# INSTRUCTIONS FOR THE TASK:
Select and copy out every line in the records containing "metal".

-------- PROVIDED ENTRIES

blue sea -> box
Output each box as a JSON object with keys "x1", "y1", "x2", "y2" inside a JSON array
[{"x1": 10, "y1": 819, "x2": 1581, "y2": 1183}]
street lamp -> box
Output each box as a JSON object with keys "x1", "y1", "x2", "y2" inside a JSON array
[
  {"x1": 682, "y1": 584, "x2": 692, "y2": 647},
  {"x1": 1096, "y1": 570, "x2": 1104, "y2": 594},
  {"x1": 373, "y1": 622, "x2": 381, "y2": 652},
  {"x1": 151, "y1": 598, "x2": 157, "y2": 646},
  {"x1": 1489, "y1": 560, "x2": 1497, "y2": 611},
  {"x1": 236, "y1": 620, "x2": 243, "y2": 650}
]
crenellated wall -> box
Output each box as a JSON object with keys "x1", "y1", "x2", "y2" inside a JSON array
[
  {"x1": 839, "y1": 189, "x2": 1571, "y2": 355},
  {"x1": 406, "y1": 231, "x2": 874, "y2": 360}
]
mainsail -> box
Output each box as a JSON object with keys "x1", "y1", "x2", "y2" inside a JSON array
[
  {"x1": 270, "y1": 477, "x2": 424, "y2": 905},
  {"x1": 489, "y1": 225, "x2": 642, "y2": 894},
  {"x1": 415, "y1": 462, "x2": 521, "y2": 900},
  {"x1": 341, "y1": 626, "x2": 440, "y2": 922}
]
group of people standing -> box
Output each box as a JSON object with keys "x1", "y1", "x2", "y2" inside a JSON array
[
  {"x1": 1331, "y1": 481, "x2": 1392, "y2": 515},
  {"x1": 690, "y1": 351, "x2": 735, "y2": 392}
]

----------------
-------- PROVIDED ENTRIES

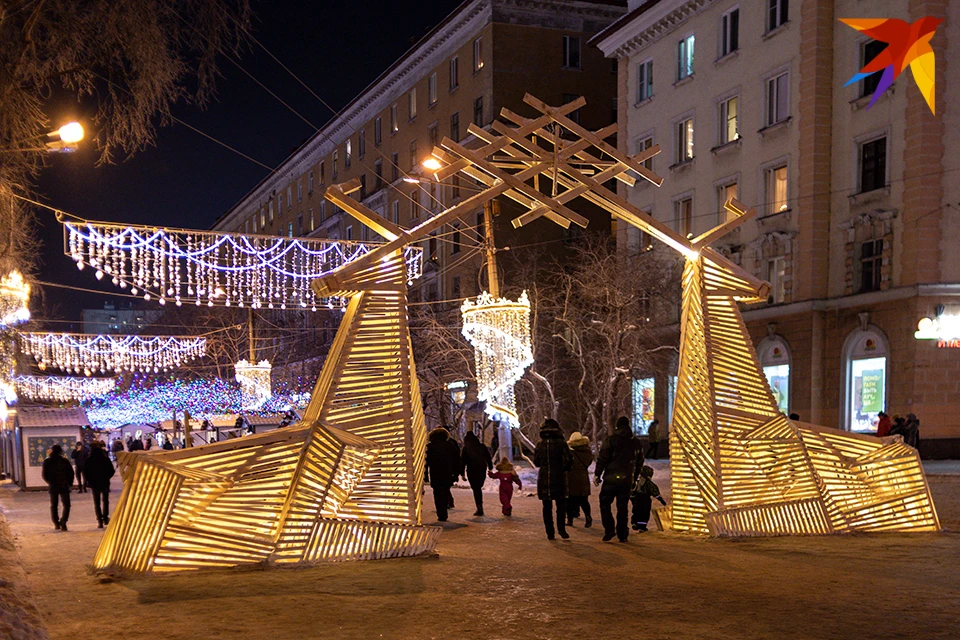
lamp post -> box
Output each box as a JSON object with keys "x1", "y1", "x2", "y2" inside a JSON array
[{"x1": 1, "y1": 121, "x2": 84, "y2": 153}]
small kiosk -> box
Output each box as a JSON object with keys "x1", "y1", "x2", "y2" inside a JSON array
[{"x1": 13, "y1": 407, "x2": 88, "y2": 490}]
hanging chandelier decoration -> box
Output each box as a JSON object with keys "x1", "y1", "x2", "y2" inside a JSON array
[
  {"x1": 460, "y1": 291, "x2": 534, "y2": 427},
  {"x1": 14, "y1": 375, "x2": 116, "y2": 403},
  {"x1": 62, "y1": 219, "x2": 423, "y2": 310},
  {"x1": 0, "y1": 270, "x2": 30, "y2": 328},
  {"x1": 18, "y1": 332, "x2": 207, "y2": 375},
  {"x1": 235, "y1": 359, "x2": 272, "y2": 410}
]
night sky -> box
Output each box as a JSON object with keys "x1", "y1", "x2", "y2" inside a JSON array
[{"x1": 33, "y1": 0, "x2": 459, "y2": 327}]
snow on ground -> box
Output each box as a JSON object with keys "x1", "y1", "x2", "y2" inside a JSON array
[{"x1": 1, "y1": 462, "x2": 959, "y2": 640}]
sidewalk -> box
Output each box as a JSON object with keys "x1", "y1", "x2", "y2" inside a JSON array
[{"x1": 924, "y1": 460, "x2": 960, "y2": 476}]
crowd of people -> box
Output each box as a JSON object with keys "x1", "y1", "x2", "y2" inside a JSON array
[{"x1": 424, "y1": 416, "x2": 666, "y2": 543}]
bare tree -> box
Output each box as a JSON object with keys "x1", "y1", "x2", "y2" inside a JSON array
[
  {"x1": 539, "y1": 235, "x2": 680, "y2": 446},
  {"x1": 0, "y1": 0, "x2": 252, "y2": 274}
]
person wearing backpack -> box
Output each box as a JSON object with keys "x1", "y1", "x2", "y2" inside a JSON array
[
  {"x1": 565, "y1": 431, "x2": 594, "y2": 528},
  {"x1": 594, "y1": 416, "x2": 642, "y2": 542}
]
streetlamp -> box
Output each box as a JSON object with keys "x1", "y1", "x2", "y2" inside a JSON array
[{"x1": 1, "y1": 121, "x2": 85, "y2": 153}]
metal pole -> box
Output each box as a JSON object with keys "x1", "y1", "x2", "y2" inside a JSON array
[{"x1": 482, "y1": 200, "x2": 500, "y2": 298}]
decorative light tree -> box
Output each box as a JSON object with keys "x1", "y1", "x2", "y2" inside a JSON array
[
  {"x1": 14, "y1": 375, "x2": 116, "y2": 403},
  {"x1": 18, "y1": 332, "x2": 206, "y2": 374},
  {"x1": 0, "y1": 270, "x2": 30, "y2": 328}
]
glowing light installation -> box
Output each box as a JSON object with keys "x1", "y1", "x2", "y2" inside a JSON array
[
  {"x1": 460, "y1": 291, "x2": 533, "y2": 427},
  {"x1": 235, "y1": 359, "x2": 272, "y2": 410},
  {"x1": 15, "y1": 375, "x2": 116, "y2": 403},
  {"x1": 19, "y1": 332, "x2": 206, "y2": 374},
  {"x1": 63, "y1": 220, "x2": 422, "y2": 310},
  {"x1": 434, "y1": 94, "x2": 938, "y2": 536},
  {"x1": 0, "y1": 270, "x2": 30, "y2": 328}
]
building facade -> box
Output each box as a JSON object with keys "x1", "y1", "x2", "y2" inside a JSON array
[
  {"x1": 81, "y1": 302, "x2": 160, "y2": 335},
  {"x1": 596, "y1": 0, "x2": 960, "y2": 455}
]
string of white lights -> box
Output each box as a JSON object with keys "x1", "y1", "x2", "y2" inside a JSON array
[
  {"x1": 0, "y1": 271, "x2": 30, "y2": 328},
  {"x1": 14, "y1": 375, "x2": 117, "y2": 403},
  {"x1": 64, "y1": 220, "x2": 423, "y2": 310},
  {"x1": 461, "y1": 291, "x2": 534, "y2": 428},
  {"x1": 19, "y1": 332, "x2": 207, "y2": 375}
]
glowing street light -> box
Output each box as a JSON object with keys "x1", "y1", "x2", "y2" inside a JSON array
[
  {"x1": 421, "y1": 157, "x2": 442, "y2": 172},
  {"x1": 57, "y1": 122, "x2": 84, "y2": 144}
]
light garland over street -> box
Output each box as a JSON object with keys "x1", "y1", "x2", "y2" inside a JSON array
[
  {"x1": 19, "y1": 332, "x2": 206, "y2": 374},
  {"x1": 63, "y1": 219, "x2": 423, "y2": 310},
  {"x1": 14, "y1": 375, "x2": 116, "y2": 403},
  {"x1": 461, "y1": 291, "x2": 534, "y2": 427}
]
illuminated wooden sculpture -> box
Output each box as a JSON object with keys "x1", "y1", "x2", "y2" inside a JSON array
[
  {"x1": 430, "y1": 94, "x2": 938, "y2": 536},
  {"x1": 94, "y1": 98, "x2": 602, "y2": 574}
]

----------------
-------- PROVIDED ENTRIES

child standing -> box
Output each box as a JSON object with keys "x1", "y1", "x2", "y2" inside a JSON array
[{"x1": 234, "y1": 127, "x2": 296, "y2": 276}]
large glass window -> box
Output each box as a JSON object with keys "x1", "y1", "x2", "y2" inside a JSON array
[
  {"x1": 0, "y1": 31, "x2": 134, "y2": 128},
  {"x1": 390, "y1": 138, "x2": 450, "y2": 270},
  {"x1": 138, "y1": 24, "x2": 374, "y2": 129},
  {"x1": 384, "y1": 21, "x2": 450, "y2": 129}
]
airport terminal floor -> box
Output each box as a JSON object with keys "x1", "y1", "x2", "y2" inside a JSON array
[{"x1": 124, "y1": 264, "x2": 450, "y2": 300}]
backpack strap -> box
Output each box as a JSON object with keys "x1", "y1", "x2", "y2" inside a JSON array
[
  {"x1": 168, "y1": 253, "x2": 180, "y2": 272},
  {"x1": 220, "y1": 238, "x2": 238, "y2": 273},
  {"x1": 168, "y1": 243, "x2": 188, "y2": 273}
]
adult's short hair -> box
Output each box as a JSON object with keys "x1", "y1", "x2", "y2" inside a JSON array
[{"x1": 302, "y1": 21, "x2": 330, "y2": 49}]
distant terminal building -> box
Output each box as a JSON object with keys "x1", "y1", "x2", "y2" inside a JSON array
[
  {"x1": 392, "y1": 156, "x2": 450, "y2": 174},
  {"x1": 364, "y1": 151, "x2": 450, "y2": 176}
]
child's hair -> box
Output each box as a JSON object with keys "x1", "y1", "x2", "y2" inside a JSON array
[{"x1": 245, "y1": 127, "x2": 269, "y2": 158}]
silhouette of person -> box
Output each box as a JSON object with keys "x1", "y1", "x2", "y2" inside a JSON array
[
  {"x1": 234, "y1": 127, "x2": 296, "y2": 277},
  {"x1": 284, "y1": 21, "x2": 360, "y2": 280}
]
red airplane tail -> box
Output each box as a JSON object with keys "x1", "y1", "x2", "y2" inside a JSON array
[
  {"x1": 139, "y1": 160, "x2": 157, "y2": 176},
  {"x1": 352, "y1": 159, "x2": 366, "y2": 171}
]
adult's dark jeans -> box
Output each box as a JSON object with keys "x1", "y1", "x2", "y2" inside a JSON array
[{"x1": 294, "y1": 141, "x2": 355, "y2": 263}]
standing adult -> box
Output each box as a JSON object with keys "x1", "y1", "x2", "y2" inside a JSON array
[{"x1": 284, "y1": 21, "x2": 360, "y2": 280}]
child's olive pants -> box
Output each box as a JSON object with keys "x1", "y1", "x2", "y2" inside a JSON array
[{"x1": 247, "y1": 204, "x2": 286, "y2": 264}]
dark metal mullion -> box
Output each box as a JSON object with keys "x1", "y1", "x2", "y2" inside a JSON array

----------------

# EXERCISE SOLUTION:
metal pole -> box
dark metal mullion -> box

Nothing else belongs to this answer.